▸ Task: Copy the records below from their first line through the line containing "[136,138,209,224]", both ends included, and leave the pictures out of your copy.

▸ Material provided:
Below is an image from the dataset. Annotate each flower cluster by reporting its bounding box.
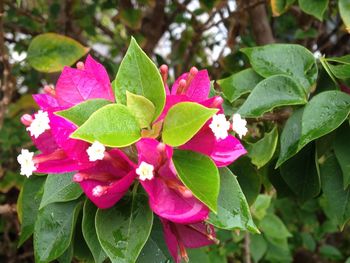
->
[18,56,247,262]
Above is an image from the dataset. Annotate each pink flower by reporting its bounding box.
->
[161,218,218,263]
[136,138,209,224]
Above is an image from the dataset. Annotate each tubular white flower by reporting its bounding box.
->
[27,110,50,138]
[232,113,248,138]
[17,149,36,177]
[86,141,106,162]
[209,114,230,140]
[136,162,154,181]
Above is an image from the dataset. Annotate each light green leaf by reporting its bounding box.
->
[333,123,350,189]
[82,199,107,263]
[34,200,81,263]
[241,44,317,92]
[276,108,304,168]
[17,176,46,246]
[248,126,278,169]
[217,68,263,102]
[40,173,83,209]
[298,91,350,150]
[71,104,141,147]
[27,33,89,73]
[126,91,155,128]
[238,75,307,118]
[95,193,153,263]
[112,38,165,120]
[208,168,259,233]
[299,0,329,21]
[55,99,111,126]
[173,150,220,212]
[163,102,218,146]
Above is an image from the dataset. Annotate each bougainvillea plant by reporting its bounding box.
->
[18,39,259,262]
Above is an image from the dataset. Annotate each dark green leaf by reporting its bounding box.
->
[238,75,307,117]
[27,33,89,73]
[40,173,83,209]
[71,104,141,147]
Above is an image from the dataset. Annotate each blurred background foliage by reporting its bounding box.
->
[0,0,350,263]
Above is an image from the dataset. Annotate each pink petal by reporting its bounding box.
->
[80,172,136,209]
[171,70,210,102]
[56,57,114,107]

▸ Solution:
Below is an image from the dataset. Annotate each flower cluster by reporting its bounding box.
->
[18,56,247,262]
Above is an image from the dataset. Annotate each pink flower by reporting its bounding box.
->
[161,218,218,263]
[136,138,209,224]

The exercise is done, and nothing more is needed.